◆ **TASK DATA**:
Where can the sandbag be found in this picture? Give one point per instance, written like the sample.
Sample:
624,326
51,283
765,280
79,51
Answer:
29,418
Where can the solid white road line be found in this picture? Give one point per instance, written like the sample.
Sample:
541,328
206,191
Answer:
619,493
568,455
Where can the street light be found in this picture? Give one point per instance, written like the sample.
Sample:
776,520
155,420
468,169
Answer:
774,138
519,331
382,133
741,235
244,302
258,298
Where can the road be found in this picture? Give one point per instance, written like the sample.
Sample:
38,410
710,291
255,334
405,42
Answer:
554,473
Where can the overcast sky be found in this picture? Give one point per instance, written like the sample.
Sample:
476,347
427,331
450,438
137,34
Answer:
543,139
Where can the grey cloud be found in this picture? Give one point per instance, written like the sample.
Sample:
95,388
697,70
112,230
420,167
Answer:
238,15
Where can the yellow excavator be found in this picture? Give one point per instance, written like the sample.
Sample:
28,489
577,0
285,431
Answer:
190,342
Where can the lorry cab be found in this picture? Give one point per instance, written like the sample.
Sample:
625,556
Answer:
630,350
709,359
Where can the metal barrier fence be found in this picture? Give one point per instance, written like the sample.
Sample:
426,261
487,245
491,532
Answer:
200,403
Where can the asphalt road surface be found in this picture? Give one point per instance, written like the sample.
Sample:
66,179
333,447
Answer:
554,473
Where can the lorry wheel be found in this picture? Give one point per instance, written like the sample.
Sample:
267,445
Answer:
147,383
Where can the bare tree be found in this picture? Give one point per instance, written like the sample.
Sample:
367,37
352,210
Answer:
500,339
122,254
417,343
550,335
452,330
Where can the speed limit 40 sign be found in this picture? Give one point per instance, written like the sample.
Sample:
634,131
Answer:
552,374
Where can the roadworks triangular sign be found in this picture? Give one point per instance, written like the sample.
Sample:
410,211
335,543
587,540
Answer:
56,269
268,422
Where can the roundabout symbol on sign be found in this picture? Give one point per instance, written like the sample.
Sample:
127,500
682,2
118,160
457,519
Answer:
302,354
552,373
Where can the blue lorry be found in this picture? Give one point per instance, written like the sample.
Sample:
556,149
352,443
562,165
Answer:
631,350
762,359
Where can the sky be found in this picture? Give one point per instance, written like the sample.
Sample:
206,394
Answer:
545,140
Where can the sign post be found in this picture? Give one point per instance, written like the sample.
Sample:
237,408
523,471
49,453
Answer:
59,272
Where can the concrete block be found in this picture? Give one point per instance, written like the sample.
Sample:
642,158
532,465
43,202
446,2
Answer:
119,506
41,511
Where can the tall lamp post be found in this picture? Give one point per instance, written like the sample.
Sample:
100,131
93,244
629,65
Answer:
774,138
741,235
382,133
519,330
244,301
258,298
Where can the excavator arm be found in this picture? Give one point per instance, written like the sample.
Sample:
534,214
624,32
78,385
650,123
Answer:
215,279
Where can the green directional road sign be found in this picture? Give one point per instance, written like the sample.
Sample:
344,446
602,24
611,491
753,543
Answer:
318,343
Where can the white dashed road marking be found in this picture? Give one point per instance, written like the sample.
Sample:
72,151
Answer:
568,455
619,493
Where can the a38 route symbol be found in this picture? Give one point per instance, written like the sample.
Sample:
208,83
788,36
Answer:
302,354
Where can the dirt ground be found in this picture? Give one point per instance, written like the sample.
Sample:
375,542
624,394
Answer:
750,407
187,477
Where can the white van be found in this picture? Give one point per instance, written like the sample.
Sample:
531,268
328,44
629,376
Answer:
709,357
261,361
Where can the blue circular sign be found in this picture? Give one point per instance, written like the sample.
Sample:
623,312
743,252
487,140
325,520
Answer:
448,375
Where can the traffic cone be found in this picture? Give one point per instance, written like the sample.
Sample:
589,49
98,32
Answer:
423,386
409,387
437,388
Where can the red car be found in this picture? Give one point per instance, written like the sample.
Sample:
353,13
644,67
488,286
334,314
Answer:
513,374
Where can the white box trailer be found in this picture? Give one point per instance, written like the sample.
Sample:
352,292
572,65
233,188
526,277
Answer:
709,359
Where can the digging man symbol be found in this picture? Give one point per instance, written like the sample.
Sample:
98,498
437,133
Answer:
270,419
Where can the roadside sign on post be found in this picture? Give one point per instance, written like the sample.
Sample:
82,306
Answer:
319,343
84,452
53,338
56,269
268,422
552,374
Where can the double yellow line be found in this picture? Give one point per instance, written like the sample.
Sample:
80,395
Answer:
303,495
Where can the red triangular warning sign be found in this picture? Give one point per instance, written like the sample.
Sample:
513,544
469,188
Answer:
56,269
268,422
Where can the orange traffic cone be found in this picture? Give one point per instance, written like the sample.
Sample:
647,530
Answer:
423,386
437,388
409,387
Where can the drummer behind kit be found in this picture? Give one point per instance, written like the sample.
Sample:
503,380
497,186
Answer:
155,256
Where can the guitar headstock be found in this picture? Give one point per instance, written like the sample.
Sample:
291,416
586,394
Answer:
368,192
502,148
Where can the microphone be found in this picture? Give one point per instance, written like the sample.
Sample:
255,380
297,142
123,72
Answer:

◆ **WHAT THE TASK ASKS**:
In the data above, find each line where the string "triangular" appears, then copy it.

◆ **THE COMPLETED TASK**:
Where can the roadworks triangular sign be found in this picture? Give one point per instance, written like the sample.
Where can the red triangular warning sign be found in this picture? Give one point per instance, written like the sample.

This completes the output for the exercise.